Top of TEXT SEGMENT
A research paper submitted to arXiv on April 24, 2026 presents AnemiaVision, a web-based system that screens for anemia using two smartphone photographs: one of the inner eyelid, one of the fingernail beds. The system achieves 96.2% validation accuracy and an AUC-ROC of 0.98.
The Problem It Solves
Anemia affects over one billion people globally and remains severely under-diagnosed in low-resource regions where laboratory blood tests are inaccessible. The Institute for Health Metrics and Evaluation puts the number even higher, noting that nearly 2 billion people are affected, more than low back pain or diabetes or anxiety and depression combined.
The condition quietly erodes quality of life. Fatigue, cognitive fog, complications in pregnancy, developmental issues in children. The standard diagnostic requires drawing blood and running a complete blood count. In rural Madhya Pradesh, rural Appalachia, or most of Sub-Saharan Africa, that test simply does not happen at scale.
How It Works
Anemia reduces hemoglobin concentration in blood flowing through highly vascular, melanin-free regions of the body, principally the palpebral conjunctiva (inner eyelid), fingernail beds, and palmar creases, causing visible pallor that can be captured by an ordinary smartphone camera. Clinicians have been using these visual signs informally for decades. AnemiaVision automates the observation.
The pipeline fine-tunes a pre-trained EfficientNet-B3 backbone with a redesigned three-layer classifier head incorporating BatchNorm, GELU activations, and high-rate Dropout. Training employs four orthogonal accuracy-boosting techniques: TrivialAugmentWide for policy-free image augmentation, RandomErasing for spatial regularization, Mixup for inter-class smoothing, and cosine-annealing scheduling with linear warmup.
Ablation experiments demonstrate that accuracy-first early stopping contributes +1.6% and Mixup contributes +2.8% to final validation accuracy. The technical contribution here is less about novel architecture than about careful optimization.
Deployment-Ready Design
A production-grade Flask application with persistent PostgreSQL patient history ensures that real-world multi-user deployments do not lose clinical records on redeployment. This is the kind of unglamorous detail that separates research demos from functional field tools.
In a rural primary healthcare setting, a community health worker with a smartphone can screen 30 to 40 patients per hour with no consumables and no blood draw. Positive screens are referred for CBC confirmation, reducing unnecessary laboratory load while ensuring high-risk individuals are not missed.
Bottom of TEXT SEGMENT
Top of GIVEN MATERIAL
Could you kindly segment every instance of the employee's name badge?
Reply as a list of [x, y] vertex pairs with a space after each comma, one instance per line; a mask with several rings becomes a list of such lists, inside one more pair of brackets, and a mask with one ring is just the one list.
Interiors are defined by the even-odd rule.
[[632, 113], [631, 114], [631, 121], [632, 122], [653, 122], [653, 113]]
Bottom of GIVEN MATERIAL
**TASK ITEM**
According to the AnemiaVision article, how many patients per hour can a community health worker with a smartphone screen in a rural primary healthcare setting? The listing isn't needed here.

**SOLVED EXERCISE**
30 to 40 patients per hour.